- What you are asked to do -
Reproduce every one of the rows below verbatim, omitting the pictures from your reply.

- Provided entries -
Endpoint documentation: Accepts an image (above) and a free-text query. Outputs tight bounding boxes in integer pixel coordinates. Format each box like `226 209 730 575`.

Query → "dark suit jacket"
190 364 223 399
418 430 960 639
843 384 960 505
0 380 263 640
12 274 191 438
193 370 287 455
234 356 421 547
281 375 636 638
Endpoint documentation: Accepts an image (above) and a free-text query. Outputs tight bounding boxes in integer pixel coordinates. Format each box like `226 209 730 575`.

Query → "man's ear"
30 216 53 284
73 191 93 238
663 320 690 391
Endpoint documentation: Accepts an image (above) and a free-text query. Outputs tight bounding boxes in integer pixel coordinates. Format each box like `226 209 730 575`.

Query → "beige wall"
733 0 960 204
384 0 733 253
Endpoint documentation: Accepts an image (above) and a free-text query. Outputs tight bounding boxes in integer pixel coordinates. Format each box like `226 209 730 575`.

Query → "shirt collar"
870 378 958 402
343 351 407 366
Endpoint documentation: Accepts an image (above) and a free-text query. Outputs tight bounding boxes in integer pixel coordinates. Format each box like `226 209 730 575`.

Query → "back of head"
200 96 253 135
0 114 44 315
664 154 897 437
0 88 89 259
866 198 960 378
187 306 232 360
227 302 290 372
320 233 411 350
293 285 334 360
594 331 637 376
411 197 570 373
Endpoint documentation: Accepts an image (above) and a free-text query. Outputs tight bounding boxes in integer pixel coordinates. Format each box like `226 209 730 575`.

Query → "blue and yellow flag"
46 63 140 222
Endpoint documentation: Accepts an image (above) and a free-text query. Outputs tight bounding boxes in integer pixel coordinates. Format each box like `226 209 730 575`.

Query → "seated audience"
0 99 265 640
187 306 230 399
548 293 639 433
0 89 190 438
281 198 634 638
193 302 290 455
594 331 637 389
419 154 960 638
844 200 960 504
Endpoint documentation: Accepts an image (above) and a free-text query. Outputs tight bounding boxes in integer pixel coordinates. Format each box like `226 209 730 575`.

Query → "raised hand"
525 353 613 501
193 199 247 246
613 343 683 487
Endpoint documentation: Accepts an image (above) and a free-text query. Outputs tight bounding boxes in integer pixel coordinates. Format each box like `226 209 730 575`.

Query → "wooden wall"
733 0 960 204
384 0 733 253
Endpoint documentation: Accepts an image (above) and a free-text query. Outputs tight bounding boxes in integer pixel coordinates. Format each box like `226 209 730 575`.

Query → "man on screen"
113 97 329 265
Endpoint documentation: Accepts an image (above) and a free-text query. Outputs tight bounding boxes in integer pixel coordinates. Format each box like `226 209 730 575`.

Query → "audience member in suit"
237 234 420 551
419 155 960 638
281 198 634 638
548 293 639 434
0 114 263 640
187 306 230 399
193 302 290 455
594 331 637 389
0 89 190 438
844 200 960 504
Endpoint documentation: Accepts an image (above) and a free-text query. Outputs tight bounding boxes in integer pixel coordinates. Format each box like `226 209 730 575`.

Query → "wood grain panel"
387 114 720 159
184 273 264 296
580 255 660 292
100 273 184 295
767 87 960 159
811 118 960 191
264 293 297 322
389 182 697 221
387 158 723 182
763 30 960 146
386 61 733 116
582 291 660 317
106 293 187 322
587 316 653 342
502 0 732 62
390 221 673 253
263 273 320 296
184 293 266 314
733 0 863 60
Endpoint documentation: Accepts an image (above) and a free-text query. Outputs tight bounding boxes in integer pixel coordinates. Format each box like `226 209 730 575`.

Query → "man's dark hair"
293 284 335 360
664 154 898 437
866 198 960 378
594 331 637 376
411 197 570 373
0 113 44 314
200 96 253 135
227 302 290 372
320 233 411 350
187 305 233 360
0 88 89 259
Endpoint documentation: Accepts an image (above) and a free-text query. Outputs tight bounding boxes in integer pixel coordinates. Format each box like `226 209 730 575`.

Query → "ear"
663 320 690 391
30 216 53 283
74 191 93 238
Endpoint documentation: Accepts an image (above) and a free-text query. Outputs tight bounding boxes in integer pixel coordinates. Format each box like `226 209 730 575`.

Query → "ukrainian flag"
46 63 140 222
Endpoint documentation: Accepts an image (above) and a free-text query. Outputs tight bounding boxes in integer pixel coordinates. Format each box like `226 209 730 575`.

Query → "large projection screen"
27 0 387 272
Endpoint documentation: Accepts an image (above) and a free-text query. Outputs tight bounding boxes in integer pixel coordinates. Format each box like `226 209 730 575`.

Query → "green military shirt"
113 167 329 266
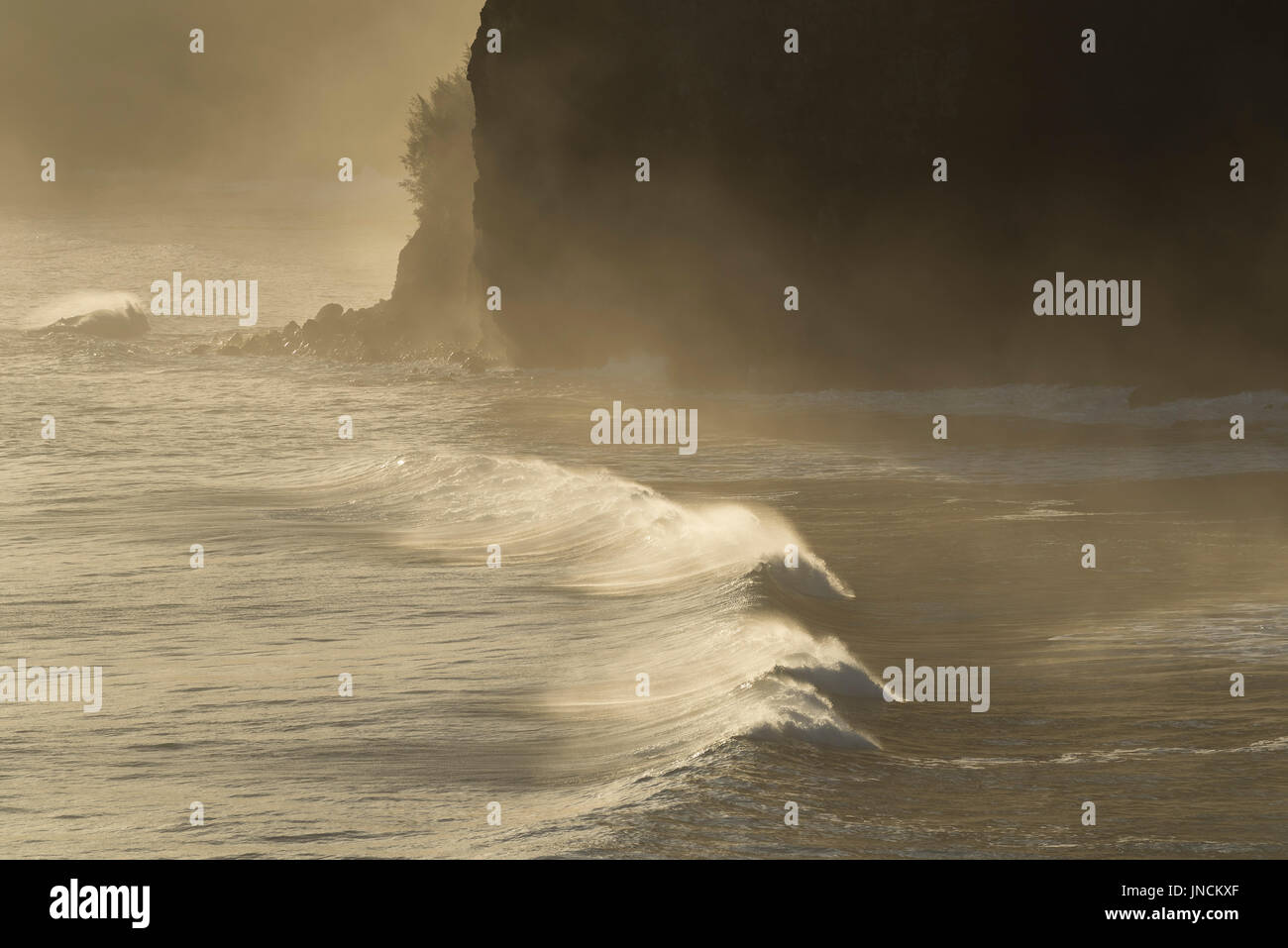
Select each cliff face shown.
[469,0,1288,387]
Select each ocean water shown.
[0,213,1288,858]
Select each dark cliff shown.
[469,0,1288,393]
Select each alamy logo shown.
[0,658,103,715]
[881,658,989,711]
[150,270,259,326]
[1033,270,1140,326]
[49,879,152,928]
[590,402,698,455]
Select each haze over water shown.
[0,209,1288,857]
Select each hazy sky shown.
[0,0,482,201]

- Worked solution -
Endpoint documentation: Accepts an image (above) and a free-text query. Outputs tight bounding boxes in integer pixel coordinates. Format each box like `226 209 730 575`.

Query → "dark suit jacket"
190 364 223 399
418 430 960 639
843 384 960 505
0 380 263 640
12 274 191 438
193 370 287 455
234 356 421 547
281 375 636 638
Endpoint documentation: Accepts an image (above) and a free-text query. Outputs tight bounding boxes in integer pixel coordinates. Format each box like `226 209 730 575`.

Query → "man's ear"
30 216 53 284
73 191 93 238
663 320 690 391
Endpoint documentation: Accepts an image (above) and a free-text query. Outputs tight bounding boxes in integer pixel coordinates. Format each box like `226 209 730 575`.

Query → "beige wall"
733 0 960 204
384 0 733 253
Endpoint documentation: Accepts an image (above) and a free-text query. Outputs tight bounding boxes in integer pixel coordinates. Format each box like `226 209 730 575`.

Query → "shirt collar"
870 378 958 402
343 351 407 366
Endpoint documentation: Accepts an image (above) and a free-text query. Outputs tight bounding boxes in integer pixel coordinates. Format each box like `226 209 730 575`.

Query → "back of head"
200 96 253 135
0 114 44 315
664 154 897 437
0 88 89 259
866 198 960 378
187 306 232 360
227 302 290 372
320 233 411 350
293 285 334 360
594 331 637 376
411 197 570 373
Endpoint documentation: Accepts an image (above) and a free-text query. Outputs tight bounding boxes in integer pixel coordinates. Format each box like `226 209 730 575`.

Query → "blue and yellow flag"
46 63 140 222
Endpoint documentation: Accepts an image (above) and a free-text query. Outputs tight bounding boxes in integer pixel coordinates. Format each box like `226 209 730 575`.

Query → "seated audience"
0 99 265 640
187 306 230 399
548 293 639 433
0 89 190 438
281 198 634 638
193 302 290 455
594 331 637 389
419 154 960 638
844 200 960 504
Endpoint documentation: Accepts an image (above) and a free-text query. Outputs tight bounding boxes in integer pixel coordinates. Format each box like `226 209 730 575`.

Query → "raised hand"
525 353 613 501
193 199 247 246
613 343 683 487
Endpoint documentation: Accepts an image (above) and a free-text query. Outputs tight bounding boxes in integer pixel coordinates. Format each box like `226 209 730 575`.

Query → "wooden wall"
733 0 960 204
384 0 733 253
Endpoint documentation: Accepts an image (above) and a free-text query. Outputs tight bounding boxes in integer pixel coordinates. Format each box like `226 209 730 575`.

Query → "man on screen"
113 97 329 265
Endpoint documentation: Accepts an image (above) and a free-text query. Outputs tight bounding boxes in integer pixel coordinates. Format each box like `226 209 730 575`.

Query → "audience member in suit"
237 234 420 551
419 155 960 638
281 198 634 638
548 293 639 434
0 114 263 640
187 306 230 399
193 302 290 455
594 331 637 389
0 89 190 438
844 200 960 504
Endpoint documentation: Accepts an image (above) and a free-text query. Outputs tight bounding boxes in integer pixel coordinates. Format each box like `226 209 730 575`.

Query → "wood grain panel"
387 114 720 159
184 273 264 296
580 255 660 292
100 273 184 295
767 87 960 159
811 118 960 191
264 293 297 322
389 182 697 221
387 158 723 182
763 30 960 146
386 61 733 116
582 291 660 317
106 293 187 322
587 316 653 342
502 0 732 62
390 221 673 253
263 273 320 296
184 293 266 314
733 0 863 60
Endpoint documentation: Accepts an image (above) and a free-text query. Outputs tight bounding boxes in integer pixel coordinates. Format each box like `226 209 730 575`.

Query → "man's dark hair"
293 284 335 360
664 154 898 437
866 198 960 378
594 331 637 376
411 197 570 373
0 113 44 314
200 96 253 135
227 302 290 372
320 233 411 350
187 305 233 360
0 88 89 259
Endpoint documentation: Accepts an image (above) and a free-text query. Outputs tight bounding boxes in integer pixel coordinates. Format each box like `226 209 730 575`.

Query → "ear"
663 320 690 391
30 216 53 283
74 191 93 238
Endpoint documentation: Accepts an image (above) and a free-text query. Outputs tight bounding boxes in integer pixel coordinates. Format each box like `226 209 730 575`.

Query → "ukrainian flag"
46 63 140 222
Endpoint documentation: Accepts an image (above) and a free-text query. Outputs tight bounding boxes in integer pixel coordinates. Format each box like `226 209 730 575`.

Query → "large projection screen"
27 0 387 272
Endpoint documentation: Accepts an image (above) and a free-text query. Outputs tight bounding boxes in integer pixel coordinates. Format each box like `226 209 730 575`.

Query → "green military shirt"
113 167 329 266
Select each cliff face shown.
[469,0,1288,387]
Select each ocean water shown.
[0,213,1288,858]
Select each dark cliff shown.
[469,0,1288,393]
Select each alamy logo shown.
[0,658,103,715]
[881,658,989,711]
[150,270,259,326]
[1033,270,1140,326]
[49,879,152,928]
[590,402,698,455]
Select each haze over water shown.
[0,209,1288,857]
Select each hazy sky shown.
[0,0,482,201]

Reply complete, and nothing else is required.